■ PROBLEM DESCRIPTION
Report each line in the items below that contains the word "bottle". Copy every such line in full.

--------------------------------------------------

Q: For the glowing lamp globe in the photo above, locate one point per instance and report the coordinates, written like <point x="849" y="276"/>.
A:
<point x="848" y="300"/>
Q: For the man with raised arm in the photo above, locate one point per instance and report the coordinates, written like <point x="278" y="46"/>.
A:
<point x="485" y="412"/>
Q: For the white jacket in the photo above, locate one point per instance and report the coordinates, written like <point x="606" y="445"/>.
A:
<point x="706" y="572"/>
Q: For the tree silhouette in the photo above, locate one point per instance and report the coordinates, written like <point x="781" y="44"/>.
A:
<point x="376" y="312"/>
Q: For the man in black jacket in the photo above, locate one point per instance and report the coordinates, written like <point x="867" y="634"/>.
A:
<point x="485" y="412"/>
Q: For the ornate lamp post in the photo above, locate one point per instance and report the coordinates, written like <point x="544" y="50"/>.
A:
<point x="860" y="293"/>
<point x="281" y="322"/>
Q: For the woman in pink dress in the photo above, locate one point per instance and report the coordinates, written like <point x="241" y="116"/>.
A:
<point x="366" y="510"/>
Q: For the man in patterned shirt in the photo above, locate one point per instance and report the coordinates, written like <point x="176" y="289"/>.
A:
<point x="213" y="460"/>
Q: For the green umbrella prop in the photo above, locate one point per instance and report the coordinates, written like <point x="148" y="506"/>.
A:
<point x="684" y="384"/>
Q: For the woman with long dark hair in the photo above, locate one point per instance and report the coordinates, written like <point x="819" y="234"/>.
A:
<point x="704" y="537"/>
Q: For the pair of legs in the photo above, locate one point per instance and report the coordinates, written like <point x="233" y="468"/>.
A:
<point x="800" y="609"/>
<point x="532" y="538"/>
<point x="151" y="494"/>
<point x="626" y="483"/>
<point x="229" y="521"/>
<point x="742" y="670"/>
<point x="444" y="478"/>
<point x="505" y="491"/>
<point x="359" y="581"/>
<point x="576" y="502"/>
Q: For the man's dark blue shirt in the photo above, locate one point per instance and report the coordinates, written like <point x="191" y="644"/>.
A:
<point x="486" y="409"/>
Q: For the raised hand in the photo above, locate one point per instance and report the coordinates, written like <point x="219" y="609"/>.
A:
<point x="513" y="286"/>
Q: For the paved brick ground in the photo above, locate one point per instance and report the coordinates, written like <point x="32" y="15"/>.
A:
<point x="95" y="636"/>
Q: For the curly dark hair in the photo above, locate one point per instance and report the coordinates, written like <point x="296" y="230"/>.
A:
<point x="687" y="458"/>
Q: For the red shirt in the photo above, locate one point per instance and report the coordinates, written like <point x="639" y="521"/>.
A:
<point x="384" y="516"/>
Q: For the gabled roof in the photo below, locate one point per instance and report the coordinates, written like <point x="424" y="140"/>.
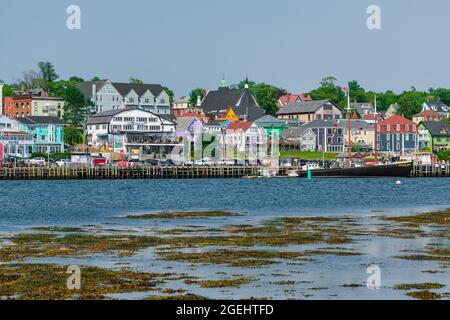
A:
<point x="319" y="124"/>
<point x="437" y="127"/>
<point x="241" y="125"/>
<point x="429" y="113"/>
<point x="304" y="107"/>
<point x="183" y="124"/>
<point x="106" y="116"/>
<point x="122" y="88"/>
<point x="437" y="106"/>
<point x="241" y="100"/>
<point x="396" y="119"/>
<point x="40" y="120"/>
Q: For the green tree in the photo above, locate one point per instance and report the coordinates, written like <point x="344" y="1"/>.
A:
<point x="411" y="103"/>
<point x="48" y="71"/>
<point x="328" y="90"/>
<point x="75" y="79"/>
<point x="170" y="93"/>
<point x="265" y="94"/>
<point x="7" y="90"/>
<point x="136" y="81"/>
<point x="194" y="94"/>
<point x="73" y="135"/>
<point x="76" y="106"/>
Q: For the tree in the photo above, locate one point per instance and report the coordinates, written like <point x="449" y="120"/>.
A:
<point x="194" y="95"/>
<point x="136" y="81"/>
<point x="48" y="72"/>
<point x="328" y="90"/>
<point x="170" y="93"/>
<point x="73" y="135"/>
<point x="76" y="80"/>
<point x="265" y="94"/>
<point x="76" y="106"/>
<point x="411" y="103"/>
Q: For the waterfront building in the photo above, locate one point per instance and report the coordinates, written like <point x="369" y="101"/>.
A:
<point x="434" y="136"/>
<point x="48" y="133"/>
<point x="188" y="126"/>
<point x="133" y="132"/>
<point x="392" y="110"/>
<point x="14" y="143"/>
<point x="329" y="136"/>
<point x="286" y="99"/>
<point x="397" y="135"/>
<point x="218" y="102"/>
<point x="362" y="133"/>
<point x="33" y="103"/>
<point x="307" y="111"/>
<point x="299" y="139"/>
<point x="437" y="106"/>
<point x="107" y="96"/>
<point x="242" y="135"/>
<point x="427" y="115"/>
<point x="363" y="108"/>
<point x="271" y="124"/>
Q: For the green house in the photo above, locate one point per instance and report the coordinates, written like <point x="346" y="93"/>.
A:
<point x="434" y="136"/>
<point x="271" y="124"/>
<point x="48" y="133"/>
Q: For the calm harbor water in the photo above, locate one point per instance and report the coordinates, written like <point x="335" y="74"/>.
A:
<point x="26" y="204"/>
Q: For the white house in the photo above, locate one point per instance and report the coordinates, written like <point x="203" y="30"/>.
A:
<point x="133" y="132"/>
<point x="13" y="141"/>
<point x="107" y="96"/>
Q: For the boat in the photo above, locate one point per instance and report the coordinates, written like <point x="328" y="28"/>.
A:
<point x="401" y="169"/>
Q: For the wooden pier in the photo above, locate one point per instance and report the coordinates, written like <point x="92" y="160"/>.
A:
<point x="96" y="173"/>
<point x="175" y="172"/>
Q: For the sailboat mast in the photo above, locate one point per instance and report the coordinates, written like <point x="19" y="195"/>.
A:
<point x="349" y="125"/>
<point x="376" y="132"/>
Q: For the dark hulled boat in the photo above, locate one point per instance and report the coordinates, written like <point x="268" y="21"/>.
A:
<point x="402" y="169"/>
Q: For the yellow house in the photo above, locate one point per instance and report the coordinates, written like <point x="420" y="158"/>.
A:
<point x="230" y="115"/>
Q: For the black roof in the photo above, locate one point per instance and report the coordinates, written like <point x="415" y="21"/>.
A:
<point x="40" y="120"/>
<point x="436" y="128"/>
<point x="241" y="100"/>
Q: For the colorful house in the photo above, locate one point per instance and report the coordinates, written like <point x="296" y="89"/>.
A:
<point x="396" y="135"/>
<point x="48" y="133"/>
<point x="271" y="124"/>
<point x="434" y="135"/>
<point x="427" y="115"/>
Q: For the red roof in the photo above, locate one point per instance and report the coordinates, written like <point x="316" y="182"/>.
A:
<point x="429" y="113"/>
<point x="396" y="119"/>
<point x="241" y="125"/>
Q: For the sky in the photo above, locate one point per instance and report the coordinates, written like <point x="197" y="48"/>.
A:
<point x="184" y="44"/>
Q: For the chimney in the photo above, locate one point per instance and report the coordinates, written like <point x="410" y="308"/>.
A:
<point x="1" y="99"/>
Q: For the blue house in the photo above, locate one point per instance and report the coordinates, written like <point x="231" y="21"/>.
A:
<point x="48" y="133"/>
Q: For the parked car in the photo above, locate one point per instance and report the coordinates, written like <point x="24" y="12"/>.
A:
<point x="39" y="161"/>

--------------------------------------------------

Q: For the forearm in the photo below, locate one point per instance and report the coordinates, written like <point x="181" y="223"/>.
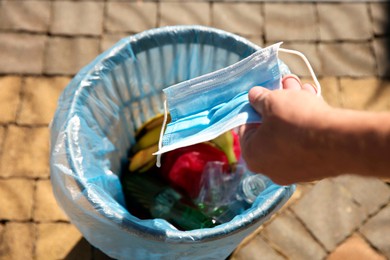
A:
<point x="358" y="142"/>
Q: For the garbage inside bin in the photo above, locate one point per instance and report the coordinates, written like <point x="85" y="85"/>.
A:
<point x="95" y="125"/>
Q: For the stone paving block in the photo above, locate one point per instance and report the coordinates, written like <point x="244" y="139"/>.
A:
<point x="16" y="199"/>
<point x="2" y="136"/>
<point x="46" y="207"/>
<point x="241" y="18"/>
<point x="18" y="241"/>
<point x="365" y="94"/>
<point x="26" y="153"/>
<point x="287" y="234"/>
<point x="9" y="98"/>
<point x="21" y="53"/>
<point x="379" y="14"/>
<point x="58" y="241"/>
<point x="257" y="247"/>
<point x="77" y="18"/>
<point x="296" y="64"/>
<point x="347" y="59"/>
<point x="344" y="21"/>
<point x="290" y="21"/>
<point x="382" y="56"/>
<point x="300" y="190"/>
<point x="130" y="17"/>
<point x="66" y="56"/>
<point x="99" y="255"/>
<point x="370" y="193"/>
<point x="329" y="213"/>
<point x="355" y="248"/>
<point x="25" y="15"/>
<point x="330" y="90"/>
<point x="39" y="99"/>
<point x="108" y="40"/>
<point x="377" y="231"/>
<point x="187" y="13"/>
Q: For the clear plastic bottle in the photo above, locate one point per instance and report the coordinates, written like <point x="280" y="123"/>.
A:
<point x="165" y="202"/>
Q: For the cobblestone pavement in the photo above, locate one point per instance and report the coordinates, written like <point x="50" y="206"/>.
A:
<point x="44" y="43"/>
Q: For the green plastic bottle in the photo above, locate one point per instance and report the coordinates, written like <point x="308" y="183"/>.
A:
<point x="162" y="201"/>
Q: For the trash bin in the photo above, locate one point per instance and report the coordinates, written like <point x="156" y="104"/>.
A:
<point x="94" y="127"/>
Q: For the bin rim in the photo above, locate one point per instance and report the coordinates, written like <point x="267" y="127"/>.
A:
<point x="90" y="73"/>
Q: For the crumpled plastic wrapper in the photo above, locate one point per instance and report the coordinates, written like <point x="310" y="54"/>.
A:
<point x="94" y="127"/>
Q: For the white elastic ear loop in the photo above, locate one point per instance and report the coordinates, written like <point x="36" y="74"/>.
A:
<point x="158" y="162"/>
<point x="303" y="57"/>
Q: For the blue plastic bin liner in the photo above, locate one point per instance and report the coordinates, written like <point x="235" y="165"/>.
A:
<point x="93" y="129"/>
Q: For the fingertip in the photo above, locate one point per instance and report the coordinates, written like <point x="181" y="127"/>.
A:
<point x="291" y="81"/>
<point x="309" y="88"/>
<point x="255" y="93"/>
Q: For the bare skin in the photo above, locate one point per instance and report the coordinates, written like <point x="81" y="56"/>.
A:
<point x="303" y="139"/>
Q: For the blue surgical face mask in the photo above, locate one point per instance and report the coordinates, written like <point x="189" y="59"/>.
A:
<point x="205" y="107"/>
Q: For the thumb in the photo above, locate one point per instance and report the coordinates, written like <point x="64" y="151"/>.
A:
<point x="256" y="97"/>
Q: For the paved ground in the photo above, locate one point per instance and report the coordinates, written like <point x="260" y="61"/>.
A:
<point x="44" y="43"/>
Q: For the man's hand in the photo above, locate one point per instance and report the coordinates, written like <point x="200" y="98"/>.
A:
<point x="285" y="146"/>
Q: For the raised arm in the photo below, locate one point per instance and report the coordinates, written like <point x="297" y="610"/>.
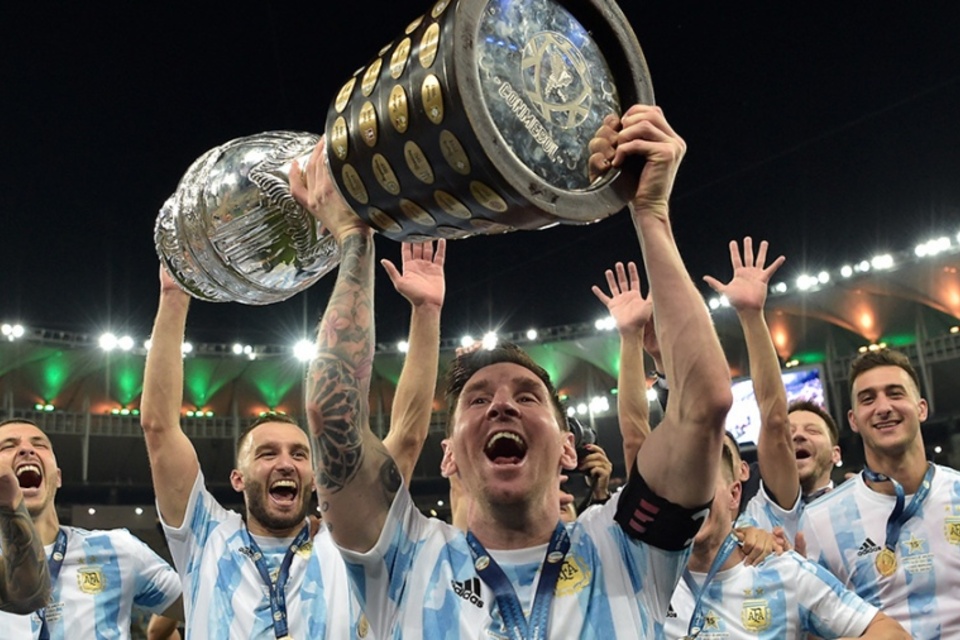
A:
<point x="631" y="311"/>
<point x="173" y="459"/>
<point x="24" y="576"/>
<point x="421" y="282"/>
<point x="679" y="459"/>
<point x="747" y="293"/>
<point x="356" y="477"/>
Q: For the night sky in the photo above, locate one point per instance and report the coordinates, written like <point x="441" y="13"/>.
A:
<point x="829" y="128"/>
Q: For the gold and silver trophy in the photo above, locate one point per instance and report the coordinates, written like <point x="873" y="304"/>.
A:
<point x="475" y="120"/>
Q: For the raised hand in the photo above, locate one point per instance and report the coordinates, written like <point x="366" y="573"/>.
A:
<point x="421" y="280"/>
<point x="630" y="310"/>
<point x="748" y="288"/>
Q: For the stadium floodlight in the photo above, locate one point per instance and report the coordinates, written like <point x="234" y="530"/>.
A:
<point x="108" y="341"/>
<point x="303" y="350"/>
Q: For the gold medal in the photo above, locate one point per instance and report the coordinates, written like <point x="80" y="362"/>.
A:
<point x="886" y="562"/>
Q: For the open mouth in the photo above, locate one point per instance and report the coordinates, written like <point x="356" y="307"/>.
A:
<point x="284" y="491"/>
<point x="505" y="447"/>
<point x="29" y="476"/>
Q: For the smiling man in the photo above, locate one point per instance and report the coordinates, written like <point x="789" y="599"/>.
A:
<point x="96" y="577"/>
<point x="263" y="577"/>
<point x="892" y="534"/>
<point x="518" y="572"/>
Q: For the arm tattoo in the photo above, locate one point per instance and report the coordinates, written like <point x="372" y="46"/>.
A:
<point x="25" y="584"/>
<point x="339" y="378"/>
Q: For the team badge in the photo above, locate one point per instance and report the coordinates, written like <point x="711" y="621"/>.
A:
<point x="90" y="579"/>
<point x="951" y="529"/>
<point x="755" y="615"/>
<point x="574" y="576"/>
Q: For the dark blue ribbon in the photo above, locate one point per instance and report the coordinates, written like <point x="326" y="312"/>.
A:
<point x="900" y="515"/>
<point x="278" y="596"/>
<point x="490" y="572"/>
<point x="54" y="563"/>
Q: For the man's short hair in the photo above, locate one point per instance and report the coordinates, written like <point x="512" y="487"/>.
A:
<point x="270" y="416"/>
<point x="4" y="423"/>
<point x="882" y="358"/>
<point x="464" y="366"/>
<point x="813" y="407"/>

--------------------------------------------------

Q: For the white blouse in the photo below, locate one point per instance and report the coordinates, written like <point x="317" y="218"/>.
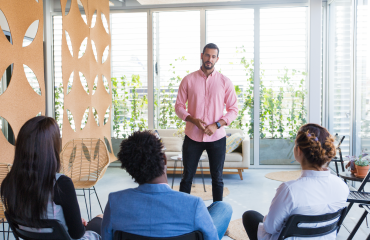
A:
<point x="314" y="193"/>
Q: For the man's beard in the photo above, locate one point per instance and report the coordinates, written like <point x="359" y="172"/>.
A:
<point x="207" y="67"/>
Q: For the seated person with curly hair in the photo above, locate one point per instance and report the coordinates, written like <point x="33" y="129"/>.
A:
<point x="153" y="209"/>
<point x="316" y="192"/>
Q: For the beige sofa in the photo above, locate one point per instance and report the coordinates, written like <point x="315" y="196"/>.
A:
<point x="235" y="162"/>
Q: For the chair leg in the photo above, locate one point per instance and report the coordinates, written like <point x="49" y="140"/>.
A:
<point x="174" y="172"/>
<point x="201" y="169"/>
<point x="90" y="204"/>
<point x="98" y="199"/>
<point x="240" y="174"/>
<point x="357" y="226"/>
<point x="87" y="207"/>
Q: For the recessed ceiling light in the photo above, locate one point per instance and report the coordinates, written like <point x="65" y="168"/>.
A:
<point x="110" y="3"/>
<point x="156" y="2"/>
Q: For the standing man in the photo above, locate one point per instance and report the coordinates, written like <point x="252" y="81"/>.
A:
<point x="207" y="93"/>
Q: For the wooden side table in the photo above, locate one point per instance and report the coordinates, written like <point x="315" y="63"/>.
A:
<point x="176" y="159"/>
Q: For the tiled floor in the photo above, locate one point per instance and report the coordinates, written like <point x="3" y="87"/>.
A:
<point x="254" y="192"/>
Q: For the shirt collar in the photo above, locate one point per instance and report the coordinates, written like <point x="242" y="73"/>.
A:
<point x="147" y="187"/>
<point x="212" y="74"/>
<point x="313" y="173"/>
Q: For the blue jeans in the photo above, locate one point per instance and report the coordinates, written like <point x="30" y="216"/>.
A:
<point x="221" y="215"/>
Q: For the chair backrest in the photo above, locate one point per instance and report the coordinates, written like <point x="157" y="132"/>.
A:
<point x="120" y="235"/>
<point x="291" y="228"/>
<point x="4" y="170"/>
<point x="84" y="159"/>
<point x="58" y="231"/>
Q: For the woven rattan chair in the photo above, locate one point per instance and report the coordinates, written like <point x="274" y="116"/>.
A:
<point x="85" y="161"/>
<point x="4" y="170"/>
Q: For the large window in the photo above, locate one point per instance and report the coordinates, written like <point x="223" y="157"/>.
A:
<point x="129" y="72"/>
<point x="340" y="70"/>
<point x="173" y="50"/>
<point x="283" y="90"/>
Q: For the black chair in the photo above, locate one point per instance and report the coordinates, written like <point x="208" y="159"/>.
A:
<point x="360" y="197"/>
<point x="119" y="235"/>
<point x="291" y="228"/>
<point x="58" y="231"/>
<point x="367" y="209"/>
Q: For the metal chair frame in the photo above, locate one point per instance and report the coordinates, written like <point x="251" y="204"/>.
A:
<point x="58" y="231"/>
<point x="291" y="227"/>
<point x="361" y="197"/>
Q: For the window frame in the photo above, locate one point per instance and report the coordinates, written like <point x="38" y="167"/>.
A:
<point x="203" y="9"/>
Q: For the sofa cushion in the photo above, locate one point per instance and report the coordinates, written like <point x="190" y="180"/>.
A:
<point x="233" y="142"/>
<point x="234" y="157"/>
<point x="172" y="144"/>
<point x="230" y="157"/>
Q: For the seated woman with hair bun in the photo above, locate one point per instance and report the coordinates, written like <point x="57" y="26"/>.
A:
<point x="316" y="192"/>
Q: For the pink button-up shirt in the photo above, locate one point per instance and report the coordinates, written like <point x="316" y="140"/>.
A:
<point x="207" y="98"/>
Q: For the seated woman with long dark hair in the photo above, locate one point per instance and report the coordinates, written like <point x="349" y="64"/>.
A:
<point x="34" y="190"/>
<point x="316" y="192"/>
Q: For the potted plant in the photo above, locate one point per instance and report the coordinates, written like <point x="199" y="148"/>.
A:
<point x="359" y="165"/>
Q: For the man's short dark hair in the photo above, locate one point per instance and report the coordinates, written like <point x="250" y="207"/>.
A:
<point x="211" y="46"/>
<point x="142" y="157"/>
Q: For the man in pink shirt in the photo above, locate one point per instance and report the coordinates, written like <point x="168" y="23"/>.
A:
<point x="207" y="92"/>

--------------------------------------------------

■ SOLUTION TO THE EXERCISE
Q: For the clear plastic bottle in the photo above, locate one point per instance and report the coordinates, written like <point x="280" y="123"/>.
Q: For the green plastic bottle in the photo above, locate one point per instance and report the coordinates, written like <point x="308" y="183"/>.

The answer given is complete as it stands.